**SHORT TASK**
Rewrite the items below, replacing every "Drop a single marker" with "Place one point" and changing nothing else.

**RECORDS FOR THIS EXERCISE**

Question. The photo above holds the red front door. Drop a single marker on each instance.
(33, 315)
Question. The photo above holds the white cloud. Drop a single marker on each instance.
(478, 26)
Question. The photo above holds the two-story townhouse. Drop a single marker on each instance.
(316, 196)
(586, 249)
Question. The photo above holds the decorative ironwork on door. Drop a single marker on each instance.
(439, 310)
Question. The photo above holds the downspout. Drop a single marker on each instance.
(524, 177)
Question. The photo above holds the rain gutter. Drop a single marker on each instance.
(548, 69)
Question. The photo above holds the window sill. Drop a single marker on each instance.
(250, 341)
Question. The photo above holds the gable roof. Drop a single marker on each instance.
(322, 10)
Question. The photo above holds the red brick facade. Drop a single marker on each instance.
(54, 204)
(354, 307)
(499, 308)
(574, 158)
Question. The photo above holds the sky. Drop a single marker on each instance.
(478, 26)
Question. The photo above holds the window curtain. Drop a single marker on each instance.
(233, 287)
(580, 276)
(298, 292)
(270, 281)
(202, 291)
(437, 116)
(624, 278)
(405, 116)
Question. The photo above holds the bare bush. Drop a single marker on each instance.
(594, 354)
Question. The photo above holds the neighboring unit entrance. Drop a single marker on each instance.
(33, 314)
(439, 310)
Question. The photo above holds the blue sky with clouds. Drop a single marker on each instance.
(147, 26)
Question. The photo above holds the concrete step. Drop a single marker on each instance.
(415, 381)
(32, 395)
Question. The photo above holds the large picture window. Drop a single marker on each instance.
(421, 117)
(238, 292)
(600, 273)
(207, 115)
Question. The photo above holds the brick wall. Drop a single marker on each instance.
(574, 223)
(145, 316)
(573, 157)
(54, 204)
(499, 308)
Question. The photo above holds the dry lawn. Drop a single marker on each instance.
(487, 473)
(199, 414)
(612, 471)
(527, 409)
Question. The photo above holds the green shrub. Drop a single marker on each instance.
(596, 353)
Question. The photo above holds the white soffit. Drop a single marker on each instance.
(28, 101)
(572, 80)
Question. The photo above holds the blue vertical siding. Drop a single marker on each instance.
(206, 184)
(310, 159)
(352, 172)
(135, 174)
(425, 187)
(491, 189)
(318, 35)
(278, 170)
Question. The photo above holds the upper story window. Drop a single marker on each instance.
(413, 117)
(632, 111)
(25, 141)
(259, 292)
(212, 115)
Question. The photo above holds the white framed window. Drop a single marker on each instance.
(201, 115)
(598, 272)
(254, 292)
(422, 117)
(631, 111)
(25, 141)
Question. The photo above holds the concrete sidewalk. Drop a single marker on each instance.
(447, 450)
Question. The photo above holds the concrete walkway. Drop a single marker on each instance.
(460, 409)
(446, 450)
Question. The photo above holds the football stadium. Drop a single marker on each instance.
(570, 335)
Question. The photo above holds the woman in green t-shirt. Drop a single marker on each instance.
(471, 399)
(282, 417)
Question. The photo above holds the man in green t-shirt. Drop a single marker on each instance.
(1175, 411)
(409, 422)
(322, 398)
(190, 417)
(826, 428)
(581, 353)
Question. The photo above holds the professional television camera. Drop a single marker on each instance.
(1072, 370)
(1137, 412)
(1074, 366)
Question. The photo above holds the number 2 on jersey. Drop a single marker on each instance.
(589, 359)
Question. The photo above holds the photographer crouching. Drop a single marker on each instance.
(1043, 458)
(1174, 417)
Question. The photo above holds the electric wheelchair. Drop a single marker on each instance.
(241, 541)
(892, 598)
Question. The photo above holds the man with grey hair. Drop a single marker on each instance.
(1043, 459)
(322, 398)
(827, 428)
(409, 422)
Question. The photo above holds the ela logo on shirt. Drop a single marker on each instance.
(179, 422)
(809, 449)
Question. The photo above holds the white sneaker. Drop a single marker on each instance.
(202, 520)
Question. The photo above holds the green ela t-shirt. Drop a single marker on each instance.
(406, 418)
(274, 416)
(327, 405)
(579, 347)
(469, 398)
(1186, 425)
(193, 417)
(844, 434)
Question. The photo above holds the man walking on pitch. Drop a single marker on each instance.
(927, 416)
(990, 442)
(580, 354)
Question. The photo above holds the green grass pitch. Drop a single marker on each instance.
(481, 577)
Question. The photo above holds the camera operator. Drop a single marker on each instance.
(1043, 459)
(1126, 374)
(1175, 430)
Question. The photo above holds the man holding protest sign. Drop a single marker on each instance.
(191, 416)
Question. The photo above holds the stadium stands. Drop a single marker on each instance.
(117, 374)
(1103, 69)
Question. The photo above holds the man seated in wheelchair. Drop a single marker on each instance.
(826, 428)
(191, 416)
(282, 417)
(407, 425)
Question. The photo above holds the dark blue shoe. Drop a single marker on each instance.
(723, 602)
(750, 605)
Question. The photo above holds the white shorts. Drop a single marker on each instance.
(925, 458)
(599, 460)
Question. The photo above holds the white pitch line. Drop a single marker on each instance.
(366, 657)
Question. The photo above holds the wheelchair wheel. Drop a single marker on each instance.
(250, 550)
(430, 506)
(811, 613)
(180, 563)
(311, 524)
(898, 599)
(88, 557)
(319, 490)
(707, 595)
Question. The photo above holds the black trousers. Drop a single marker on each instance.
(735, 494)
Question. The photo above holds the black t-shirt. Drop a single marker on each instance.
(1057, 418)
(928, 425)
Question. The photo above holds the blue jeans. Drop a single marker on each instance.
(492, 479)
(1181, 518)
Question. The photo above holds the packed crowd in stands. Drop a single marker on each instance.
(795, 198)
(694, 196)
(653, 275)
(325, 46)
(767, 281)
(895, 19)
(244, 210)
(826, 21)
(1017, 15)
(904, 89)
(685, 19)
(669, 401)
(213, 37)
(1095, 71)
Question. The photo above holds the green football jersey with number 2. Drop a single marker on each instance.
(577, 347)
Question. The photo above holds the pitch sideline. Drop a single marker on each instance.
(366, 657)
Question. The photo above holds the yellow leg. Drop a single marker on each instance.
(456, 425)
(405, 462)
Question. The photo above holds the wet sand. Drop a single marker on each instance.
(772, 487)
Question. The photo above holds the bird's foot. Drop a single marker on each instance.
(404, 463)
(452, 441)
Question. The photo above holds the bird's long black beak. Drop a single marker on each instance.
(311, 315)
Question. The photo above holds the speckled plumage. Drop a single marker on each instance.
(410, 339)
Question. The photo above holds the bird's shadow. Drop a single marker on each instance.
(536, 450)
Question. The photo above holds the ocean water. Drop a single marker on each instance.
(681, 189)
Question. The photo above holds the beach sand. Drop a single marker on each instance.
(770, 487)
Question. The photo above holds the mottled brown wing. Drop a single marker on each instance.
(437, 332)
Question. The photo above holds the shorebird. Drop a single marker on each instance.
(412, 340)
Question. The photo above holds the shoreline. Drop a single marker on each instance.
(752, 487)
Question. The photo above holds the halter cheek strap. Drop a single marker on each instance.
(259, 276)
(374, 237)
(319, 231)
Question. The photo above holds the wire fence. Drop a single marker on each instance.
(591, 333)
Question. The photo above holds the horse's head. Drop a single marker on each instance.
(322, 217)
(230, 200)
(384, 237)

**FINAL RESULT**
Question. The photo above holds the red front door. Place one point on each instance.
(33, 315)
Question. The photo above holds the white cloud. Place one point on each instance.
(478, 26)
Question. The photo above holds the two-story townhouse. Place one point on each instance.
(316, 196)
(586, 249)
Question. The photo above holds the decorative ironwork on door. Place one point on each instance.
(439, 310)
Question. The photo above holds the downspout. Place one point on each instance.
(524, 177)
Question. The photo above holds the rain gutter. Place one point on each instance.
(548, 69)
Question. The photo above holds the window sill. Place one point on each instance.
(250, 341)
Question. The photo above holds the gable roof. Place one point on each instance.
(322, 10)
Question. The photo above holds the red brick facade. Place one point on each instance.
(54, 204)
(354, 307)
(499, 308)
(574, 158)
Question. The photo above holds the sky. Place one point on each instance.
(478, 26)
Question. The photo above holds the window curtain. Place one point on each instance.
(233, 287)
(580, 276)
(298, 292)
(270, 281)
(202, 291)
(437, 116)
(624, 278)
(405, 116)
Question. The photo above holds the bare bush. Place one point on each instance.
(594, 354)
Question. The photo above holds the neighboring unit entrance. Place one point on each instance.
(33, 314)
(439, 310)
Question. The photo above holds the blue sky with clouds. Place one point on each instance.
(147, 26)
Question. The photo above holds the concrete step. Place one point on each instance.
(415, 381)
(32, 395)
Question. The photo above holds the large picture window. Place one point on each instance.
(421, 117)
(238, 292)
(600, 273)
(207, 115)
Question. The photo above holds the brick wall. Place one point on each instance.
(574, 223)
(145, 316)
(573, 157)
(54, 204)
(499, 308)
Question. The photo above holds the dry lawn. Place one point on each instance.
(487, 473)
(199, 414)
(612, 471)
(527, 409)
Question. The photo above holds the green shrub. Place one point on each instance.
(596, 353)
Question. The photo above holds the white soffit. Place one point on each instance.
(28, 101)
(572, 80)
Question. The photo above holds the blue vertical siding. Place one point on each instance.
(206, 184)
(310, 159)
(352, 172)
(135, 174)
(425, 187)
(491, 189)
(318, 35)
(278, 170)
Question. The photo above holds the upper story window. Place one point on each instance.
(413, 117)
(632, 111)
(25, 141)
(259, 292)
(212, 115)
Question. The photo above holds the white framed window. Place one point on each instance.
(201, 115)
(598, 272)
(254, 292)
(422, 117)
(631, 111)
(25, 141)
Question. The photo above holds the concrete sidewalk. Place one point on each instance.
(447, 450)
Question. The photo above holds the concrete walkway. Place one point on each instance.
(460, 409)
(446, 450)
Question. The photo above holds the football stadium. Place one point on each instance.
(570, 335)
Question. The photo above holds the woman in green t-shirt. Place one point on each instance.
(471, 399)
(282, 417)
Question. The photo above holds the man in green t-shirt. Place one point on each instance.
(1175, 411)
(409, 422)
(322, 398)
(190, 417)
(826, 428)
(581, 353)
Question. The photo above holds the professional television camera. Place one point on each instance.
(1072, 370)
(1137, 412)
(1074, 366)
Question. The photo above holds the number 2 on jersey. Place one point on each instance.
(589, 359)
Question. The photo above holds the photographer crouching. Place one point on each instance.
(1043, 458)
(1174, 417)
Question. The photo above holds the electric wheelchair. Place one point on each instance.
(241, 541)
(892, 598)
Question. The photo above holds the man with grey hair. Place one point on each instance.
(1043, 459)
(322, 398)
(827, 428)
(409, 422)
Question. The photo above holds the ela logo on shirt. Place one point on each instance.
(179, 422)
(809, 449)
Question. The photo above holds the white sneaker. Place one point on each instance.
(202, 520)
Question. The photo above holds the green ela t-shirt. Place one point on each instance.
(406, 418)
(274, 416)
(327, 405)
(579, 347)
(469, 398)
(1186, 425)
(193, 417)
(844, 434)
Question. The photo above holds the man walking on pitch. Place one point on each instance.
(927, 416)
(990, 442)
(580, 354)
Question. The photo above holds the green grass pitch. Place one point on each instance.
(481, 577)
Question. The photo above holds the camera operator. Place one point on each instance.
(1043, 459)
(1126, 374)
(1175, 430)
Question. The photo above holds the man holding protest sign. Place one point on each instance.
(191, 416)
Question. The photo above holds the stadium stands. Place one point on each instance.
(117, 374)
(1103, 69)
Question. The photo above holds the man seated in wheelchair. Place one point on each instance.
(826, 428)
(191, 416)
(282, 417)
(407, 425)
Question. The photo above holds the dark blue shoe. Place one point on each instance.
(723, 602)
(750, 605)
Question. The photo above holds the white shorts. Place one point on each instance.
(925, 458)
(599, 460)
Question. The photo above holds the white pitch line. Place one point on each instance.
(366, 657)
Question. The photo above holds the wheelchair wheel. Place one point on each instance.
(250, 550)
(430, 506)
(811, 613)
(180, 563)
(311, 524)
(898, 599)
(88, 557)
(319, 490)
(707, 595)
Question. The photo above holds the black trousers. Place one point on each instance.
(735, 494)
Question. The photo above holds the black t-shirt. Place one point on each instance.
(1057, 418)
(928, 425)
Question. The photo above holds the blue jeans. Place one point on each instance.
(492, 479)
(1181, 518)
Question. The photo above holds the packed crowd in stands. Place one point on each instance.
(795, 198)
(694, 196)
(653, 275)
(325, 46)
(767, 281)
(895, 19)
(244, 210)
(826, 21)
(1017, 15)
(904, 89)
(685, 19)
(669, 401)
(213, 37)
(1095, 71)
Question. The photo above holds the green football jersey with number 2. Place one point on each instance.
(577, 347)
Question. The photo above holds the pitch sideline. Place one point on each instance.
(366, 657)
Question. The photo above holds the yellow leg. Place one point on each instance.
(456, 425)
(405, 462)
Question. The photo above holds the wet sand. Place one point on each instance.
(772, 487)
Question. The photo above holds the bird's foot. Place one point on each instance.
(404, 463)
(452, 441)
Question. The photo above holds the bird's long black beak. Place one point on each instance.
(311, 315)
Question. The photo above holds the speckled plumage. Place one point on each instance.
(410, 339)
Question. The photo above holds the bird's shadow. Place one point on each instance.
(536, 450)
Question. The photo above holds the ocean water. Place one point on each instance.
(681, 189)
Question. The photo above holds the beach sand. Place one point on each instance.
(770, 487)
Question. The photo above holds the mottled brown wing. Place one point on each instance.
(437, 332)
Question. The photo above holds the shorebird. Place one point on each instance.
(412, 340)
Question. The photo above holds the shoreline. Place one point on each instance.
(752, 487)
Question. The photo above holds the halter cheek strap. Place one point on each instance.
(259, 276)
(374, 237)
(319, 231)
Question. The photo above holds the wire fence. Place one point on each instance.
(591, 333)
Question. The photo above holds the horse's head. Place one point on each instance.
(322, 217)
(230, 200)
(384, 237)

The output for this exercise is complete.